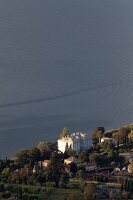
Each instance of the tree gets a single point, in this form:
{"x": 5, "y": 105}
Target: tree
{"x": 90, "y": 191}
{"x": 97, "y": 133}
{"x": 34, "y": 155}
{"x": 64, "y": 179}
{"x": 65, "y": 132}
{"x": 21, "y": 157}
{"x": 94, "y": 157}
{"x": 123, "y": 135}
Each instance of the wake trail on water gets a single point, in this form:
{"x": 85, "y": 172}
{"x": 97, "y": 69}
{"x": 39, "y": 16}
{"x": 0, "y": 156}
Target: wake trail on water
{"x": 55, "y": 97}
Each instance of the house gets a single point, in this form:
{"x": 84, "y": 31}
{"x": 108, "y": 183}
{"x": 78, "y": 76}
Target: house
========
## Short task
Please copy out word for word the lines above, starting with the line that contains "Each instance of the wake" and going on through the last line of the entries.

## Expected answer
Each instance of the wake trail on water gets a single point, in this form:
{"x": 85, "y": 172}
{"x": 97, "y": 69}
{"x": 39, "y": 16}
{"x": 0, "y": 156}
Target: wake trail on water
{"x": 55, "y": 97}
Each instance of the house gets a single point, in this form:
{"x": 84, "y": 31}
{"x": 108, "y": 183}
{"x": 78, "y": 76}
Target: house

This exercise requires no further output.